▸ **GIVEN REQUEST**:
Could you format the stretch of the material from the line containing "query: lamp base" through the end of the material as a Markdown table with the columns "Row" and "Line", numbering each row and leaving out blank lines?

▸ **INPUT FOR THIS TASK**:
* * * *
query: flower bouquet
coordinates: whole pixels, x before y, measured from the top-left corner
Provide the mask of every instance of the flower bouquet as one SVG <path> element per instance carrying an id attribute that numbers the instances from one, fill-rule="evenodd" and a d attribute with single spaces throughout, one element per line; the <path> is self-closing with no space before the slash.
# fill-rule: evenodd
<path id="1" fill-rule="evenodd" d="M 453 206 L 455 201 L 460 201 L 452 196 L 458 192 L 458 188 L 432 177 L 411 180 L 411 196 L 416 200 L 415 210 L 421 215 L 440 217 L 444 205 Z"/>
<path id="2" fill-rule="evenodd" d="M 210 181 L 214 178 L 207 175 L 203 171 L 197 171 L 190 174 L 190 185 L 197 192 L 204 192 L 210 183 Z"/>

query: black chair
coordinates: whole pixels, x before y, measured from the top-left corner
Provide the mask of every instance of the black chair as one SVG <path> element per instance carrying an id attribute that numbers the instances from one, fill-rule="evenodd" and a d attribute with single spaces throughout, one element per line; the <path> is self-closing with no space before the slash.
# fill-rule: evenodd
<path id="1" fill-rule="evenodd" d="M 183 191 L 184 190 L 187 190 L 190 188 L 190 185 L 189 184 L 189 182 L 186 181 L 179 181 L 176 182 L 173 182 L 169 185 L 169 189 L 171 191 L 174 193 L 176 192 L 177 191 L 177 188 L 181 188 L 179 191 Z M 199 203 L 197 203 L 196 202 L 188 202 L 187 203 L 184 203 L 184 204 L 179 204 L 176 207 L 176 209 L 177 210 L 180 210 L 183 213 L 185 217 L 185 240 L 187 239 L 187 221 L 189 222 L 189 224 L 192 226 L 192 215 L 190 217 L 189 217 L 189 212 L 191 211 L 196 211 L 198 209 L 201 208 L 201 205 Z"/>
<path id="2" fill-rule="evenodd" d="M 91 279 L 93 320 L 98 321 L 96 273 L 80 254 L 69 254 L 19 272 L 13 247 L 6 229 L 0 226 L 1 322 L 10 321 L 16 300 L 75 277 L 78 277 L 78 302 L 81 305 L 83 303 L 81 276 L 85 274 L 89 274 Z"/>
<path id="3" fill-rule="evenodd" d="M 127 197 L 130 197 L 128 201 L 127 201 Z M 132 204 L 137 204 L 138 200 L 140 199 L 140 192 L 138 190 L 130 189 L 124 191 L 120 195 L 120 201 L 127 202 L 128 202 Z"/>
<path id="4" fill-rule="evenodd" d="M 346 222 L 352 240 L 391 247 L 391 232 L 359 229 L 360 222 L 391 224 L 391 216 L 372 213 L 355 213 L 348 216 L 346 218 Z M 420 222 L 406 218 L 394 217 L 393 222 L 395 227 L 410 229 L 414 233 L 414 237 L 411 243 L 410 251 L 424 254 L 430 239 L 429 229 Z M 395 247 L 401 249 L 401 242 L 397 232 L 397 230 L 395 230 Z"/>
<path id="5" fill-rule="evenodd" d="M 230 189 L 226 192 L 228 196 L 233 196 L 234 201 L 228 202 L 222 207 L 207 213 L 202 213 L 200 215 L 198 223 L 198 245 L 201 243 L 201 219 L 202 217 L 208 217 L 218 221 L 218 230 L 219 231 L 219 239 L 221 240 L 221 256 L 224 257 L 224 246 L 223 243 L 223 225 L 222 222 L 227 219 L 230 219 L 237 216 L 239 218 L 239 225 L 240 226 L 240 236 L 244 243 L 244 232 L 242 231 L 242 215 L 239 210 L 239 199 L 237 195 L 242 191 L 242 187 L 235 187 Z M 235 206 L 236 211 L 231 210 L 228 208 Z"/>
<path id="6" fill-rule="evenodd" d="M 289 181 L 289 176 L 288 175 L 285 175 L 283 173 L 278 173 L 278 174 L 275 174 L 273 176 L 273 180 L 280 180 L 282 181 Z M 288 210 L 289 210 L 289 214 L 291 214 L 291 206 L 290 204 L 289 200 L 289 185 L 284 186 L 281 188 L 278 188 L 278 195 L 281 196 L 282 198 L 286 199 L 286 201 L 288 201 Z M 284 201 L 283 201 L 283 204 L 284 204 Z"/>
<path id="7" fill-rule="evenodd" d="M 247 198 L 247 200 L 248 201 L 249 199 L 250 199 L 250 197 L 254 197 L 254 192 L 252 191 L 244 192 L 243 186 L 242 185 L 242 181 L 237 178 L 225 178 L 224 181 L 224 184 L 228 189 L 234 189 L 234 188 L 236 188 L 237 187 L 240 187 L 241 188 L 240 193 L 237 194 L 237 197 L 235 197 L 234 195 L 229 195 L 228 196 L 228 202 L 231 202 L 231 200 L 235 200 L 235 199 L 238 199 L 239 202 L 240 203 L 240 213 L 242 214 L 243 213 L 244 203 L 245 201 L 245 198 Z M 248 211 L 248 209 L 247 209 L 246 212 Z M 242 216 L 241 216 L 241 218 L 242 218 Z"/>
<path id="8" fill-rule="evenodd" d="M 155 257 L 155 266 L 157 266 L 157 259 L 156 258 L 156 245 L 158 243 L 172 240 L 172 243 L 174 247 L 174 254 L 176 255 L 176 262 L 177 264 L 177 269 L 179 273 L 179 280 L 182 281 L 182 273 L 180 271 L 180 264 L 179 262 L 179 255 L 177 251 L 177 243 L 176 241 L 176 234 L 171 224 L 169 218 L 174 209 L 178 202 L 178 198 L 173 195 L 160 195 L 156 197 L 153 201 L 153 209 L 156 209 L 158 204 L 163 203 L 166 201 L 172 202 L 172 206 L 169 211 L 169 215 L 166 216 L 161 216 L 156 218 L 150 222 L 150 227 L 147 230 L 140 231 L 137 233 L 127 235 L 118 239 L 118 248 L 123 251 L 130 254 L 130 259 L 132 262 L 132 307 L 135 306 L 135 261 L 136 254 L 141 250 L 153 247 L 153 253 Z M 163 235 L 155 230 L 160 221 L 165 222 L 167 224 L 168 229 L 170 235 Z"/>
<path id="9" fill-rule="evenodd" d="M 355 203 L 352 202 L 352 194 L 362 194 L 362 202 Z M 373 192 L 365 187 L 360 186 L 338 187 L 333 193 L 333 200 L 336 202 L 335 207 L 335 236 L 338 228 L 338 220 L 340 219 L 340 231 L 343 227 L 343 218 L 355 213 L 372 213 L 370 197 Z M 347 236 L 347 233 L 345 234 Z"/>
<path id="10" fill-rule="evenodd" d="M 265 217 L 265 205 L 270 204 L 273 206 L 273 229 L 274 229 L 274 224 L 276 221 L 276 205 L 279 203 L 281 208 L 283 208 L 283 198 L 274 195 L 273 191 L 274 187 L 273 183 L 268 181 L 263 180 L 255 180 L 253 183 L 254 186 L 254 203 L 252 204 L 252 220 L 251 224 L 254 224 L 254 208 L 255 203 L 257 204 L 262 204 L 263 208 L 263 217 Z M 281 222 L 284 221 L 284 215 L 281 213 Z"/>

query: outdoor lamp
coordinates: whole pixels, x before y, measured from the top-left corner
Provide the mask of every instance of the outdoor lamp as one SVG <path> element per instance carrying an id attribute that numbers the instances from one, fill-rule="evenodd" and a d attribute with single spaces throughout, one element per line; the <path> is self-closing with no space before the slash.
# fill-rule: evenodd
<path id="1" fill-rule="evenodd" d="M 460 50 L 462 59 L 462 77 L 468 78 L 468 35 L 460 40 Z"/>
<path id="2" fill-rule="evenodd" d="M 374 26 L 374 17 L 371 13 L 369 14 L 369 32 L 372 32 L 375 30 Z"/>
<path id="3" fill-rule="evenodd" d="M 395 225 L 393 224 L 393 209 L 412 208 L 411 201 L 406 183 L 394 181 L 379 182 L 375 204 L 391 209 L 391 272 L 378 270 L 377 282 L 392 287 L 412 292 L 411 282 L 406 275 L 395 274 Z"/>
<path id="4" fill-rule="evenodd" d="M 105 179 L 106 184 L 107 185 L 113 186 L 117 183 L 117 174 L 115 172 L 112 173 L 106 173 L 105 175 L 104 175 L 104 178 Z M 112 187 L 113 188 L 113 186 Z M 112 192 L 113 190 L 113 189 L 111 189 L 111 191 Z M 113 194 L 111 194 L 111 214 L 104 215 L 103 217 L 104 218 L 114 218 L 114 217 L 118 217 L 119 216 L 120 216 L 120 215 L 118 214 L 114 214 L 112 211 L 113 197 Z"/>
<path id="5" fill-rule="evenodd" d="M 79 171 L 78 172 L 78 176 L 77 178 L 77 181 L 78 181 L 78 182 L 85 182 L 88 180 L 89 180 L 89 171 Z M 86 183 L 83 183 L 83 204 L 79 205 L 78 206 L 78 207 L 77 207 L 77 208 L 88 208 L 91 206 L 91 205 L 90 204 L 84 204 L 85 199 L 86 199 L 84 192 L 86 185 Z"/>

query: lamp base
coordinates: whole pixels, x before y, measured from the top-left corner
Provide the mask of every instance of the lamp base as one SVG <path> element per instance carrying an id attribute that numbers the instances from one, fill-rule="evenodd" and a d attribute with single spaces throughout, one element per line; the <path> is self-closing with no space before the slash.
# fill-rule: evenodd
* * * *
▸ **EXPECTED ANSWER**:
| Row | Line |
|---|---|
| 1 | query: lamp base |
| 2 | coordinates: whole pixels, x before y, measured from the top-left corner |
| 3 | Provide the mask of every instance of the lamp base as one SVG <path> element per instance carrying an id attribute that numbers the instances from one, fill-rule="evenodd" and a d attribute with single spaces throughout, one element per line; the <path> is self-closing with no space before the slash. |
| 4 | # fill-rule: evenodd |